Entries from a point annotation set:
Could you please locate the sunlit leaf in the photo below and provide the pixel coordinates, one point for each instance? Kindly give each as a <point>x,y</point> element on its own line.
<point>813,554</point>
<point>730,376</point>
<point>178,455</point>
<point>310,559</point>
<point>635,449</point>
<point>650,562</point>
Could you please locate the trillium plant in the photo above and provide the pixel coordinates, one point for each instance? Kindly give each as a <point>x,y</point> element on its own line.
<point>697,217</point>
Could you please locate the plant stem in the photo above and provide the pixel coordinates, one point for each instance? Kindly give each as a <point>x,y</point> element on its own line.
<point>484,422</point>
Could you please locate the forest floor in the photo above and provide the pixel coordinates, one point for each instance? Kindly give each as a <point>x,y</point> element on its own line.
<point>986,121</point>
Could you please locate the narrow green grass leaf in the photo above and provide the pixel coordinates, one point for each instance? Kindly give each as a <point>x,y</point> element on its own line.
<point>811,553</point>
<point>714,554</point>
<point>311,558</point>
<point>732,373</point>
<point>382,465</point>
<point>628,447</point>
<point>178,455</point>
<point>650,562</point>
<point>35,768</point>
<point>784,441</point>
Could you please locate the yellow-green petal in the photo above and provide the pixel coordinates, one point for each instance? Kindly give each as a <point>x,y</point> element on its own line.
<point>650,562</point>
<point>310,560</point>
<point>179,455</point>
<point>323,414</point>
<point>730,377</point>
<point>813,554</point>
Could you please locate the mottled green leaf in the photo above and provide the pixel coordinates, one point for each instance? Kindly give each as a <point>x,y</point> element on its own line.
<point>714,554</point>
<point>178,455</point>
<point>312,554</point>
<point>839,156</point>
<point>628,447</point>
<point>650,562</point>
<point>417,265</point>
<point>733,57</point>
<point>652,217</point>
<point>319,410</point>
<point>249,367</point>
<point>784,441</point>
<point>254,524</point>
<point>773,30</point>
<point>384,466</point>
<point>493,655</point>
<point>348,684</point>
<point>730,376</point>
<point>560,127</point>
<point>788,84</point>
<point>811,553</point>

◆ The problem
Turn every line of the records above into a Markdown table with the columns "Row" and "Line," numbering each row and leaving out blank lines.

◆ Task output
| Row | Line |
|---|---|
| 1 | Could you please locate the sunlit leaf in the photo below and provide the pixel coordinates, one point for each instance? Kindly give each as a <point>x,y</point> element on its own line. |
| 2 | <point>813,554</point> |
| 3 | <point>730,376</point> |
| 4 | <point>178,455</point> |
| 5 | <point>310,559</point> |
| 6 | <point>635,449</point> |
| 7 | <point>650,562</point> |
| 8 | Could you please locate the trillium plant in the photo above and provide the pixel coordinates, one point for each instance? Kindly give each as a <point>x,y</point> element on its own line. |
| 9 | <point>697,217</point> |
| 10 | Could you please locate the plant stem in the photo above and provide the pixel coordinates, one point for each instance? Kindly give each as a <point>x,y</point> element on its own line. |
| 11 | <point>484,422</point> |
| 12 | Could you please locate the forest floor in the photo above and provide the pixel coordinates, one point for each instance? Kindly give each as a <point>x,y</point> element on its own line. |
| 13 | <point>986,121</point> |
| 14 | Could you please locate the narrow green grass leaf in the photo above and provide the pixel coordinates, one point for each instance? Kindly give each as a <point>x,y</point> element on its own line. |
| 15 | <point>811,553</point> |
| 16 | <point>714,554</point> |
| 17 | <point>311,558</point> |
| 18 | <point>732,373</point> |
| 19 | <point>382,465</point> |
| 20 | <point>628,447</point> |
| 21 | <point>178,455</point> |
| 22 | <point>650,562</point> |
| 23 | <point>35,768</point> |
| 24 | <point>784,441</point> |
| 25 | Could you please locate the yellow-green petal in the photo above and provide the pixel coordinates, one point for each instance? Kindly give each as a <point>x,y</point> element on its own line. |
| 26 | <point>650,562</point> |
| 27 | <point>310,560</point> |
| 28 | <point>179,455</point> |
| 29 | <point>323,414</point> |
| 30 | <point>730,377</point> |
| 31 | <point>813,554</point> |
| 32 | Could you please locate the mottled green leaf in the photo above and provide the pixel coordinates, one point for each instance? Kindly give each as a <point>x,y</point> element on its own line. |
| 33 | <point>714,554</point> |
| 34 | <point>178,455</point> |
| 35 | <point>312,554</point> |
| 36 | <point>839,156</point> |
| 37 | <point>628,447</point> |
| 38 | <point>650,562</point> |
| 39 | <point>417,265</point> |
| 40 | <point>733,57</point> |
| 41 | <point>652,217</point> |
| 42 | <point>319,410</point> |
| 43 | <point>249,367</point> |
| 44 | <point>784,441</point> |
| 45 | <point>254,524</point> |
| 46 | <point>773,30</point> |
| 47 | <point>384,466</point> |
| 48 | <point>493,655</point> |
| 49 | <point>348,684</point> |
| 50 | <point>730,376</point> |
| 51 | <point>560,127</point> |
| 52 | <point>788,84</point> |
| 53 | <point>811,553</point> |